_TEXTE FOURNI_:
>>>>

Lisez cet article avec la musique qui l’accompagne…
Clubs gay et radios libres
Quant aux clubs gay, ils vont faire évoluer le disco vers la house music, sans ce soucier des maisons de disques qui voudront presser le citron du disco jusqu’à la dernière goutte.
Les nouvelles radios libres qui se développent dans le pays auront aussi assez d’indépendance vis-à-vis des maisons de disques pour passer de la dance music plus pointue. D’ailleurs les gays seront très nombreux à la tête de ces nouvelles radios libres, qui vont diffuser des émissions en direction de cette communauté quand elles ne seront pas 100 % gay comme « Fréquence Gaie » à Paris. Ces radios et ces émissions très gay friendly ouvriront leurs micros aux DJ et aux discothèques pour des sets en direct. Mais, comme Fréquence Gaie à l’époque, elles diffuseront aussi d’autres artistes comme la Callas ou Jean Guidoni qu’on n’entendra jamais sur les antennes officielles.

<<<<

_SÉRIE D'EXERCICES_:
(a) Recopiez intégralement le texte sur les clubs gay et les radios libres, sans y changer un mot.
(b) Transcrivez sans modification le passage des enregistrements qui va de la ligne contenant « For the benchmark, annotate every instance of the sandy » jusqu'à la fin des enregistrements, ces deux bornes comprises, et rien d'autre.
Le texte et les enregistrements sont deux documents distincts, sans lien entre eux.

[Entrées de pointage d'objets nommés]
>>>>

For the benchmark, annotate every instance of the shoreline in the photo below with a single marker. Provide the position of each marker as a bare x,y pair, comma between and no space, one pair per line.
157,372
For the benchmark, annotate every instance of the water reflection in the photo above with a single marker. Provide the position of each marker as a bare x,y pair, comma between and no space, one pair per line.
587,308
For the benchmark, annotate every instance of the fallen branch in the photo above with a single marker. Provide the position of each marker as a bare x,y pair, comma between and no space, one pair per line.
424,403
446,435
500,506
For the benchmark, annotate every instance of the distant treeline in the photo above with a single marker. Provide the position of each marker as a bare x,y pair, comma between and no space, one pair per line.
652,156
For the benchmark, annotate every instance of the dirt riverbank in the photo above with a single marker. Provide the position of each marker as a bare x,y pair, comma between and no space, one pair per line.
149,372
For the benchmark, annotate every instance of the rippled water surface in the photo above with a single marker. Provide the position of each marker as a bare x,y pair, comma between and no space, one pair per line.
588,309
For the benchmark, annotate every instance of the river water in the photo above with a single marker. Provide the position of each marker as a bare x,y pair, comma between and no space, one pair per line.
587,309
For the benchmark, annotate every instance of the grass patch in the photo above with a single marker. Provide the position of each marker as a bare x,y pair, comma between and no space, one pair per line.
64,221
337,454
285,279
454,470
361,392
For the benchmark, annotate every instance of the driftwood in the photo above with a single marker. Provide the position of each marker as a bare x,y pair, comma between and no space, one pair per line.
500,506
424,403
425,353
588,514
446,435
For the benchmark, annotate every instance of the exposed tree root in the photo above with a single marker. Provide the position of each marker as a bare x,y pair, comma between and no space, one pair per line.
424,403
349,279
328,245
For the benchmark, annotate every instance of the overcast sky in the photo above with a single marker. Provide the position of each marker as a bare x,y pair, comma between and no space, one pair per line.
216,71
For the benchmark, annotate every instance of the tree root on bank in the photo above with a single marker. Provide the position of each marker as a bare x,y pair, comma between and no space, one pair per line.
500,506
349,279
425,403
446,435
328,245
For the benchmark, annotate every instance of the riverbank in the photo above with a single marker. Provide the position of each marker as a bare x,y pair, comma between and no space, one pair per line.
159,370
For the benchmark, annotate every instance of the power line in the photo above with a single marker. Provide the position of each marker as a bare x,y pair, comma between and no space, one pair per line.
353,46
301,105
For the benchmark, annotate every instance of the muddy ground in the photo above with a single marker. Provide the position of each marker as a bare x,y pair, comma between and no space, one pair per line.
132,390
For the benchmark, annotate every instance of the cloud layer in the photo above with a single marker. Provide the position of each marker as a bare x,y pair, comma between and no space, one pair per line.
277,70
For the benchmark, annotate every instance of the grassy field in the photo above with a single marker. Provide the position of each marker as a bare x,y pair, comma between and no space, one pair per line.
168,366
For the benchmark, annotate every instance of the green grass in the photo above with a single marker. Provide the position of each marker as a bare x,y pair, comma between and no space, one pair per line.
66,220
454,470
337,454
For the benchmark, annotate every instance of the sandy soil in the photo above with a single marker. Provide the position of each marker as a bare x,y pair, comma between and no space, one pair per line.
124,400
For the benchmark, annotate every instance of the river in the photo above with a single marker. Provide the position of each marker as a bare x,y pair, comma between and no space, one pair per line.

<<<<

_CORRIGÉ DES EXERCICES_:
(a)
Lisez cet article avec la musique qui l’accompagne…
Clubs gay et radios libres
Quant aux clubs gay, ils vont faire évoluer le disco vers la house music, sans ce soucier des maisons de disques qui voudront presser le citron du disco jusqu’à la dernière goutte.
Les nouvelles radios libres qui se développent dans le pays auront aussi assez d’indépendance vis-à-vis des maisons de disques pour passer de la dance music plus pointue. D’ailleurs les gays seront très nombreux à la tête de ces nouvelles radios libres, qui vont diffuser des émissions en direction de cette communauté quand elles ne seront pas 100 % gay comme « Fréquence Gaie » à Paris. Ces radios et ces émissions très gay friendly ouvriront leurs micros aux DJ et aux discothèques pour des sets en direct. Mais, comme Fréquence Gaie à l’époque, elles diffuseront aussi d’autres artistes comme la Callas ou Jean Guidoni qu’on n’entendra jamais sur les antennes officielles.

(b)
For the benchmark, annotate every instance of the sandy soil in the photo above with a single marker. Provide the position of each marker as a bare x,y pair, comma between and no space, one pair per line.
124,400
For the benchmark, annotate every instance of the river in the photo above with a single marker. Provide the position of each marker as a bare x,y pair, comma between and no space, one pair per line.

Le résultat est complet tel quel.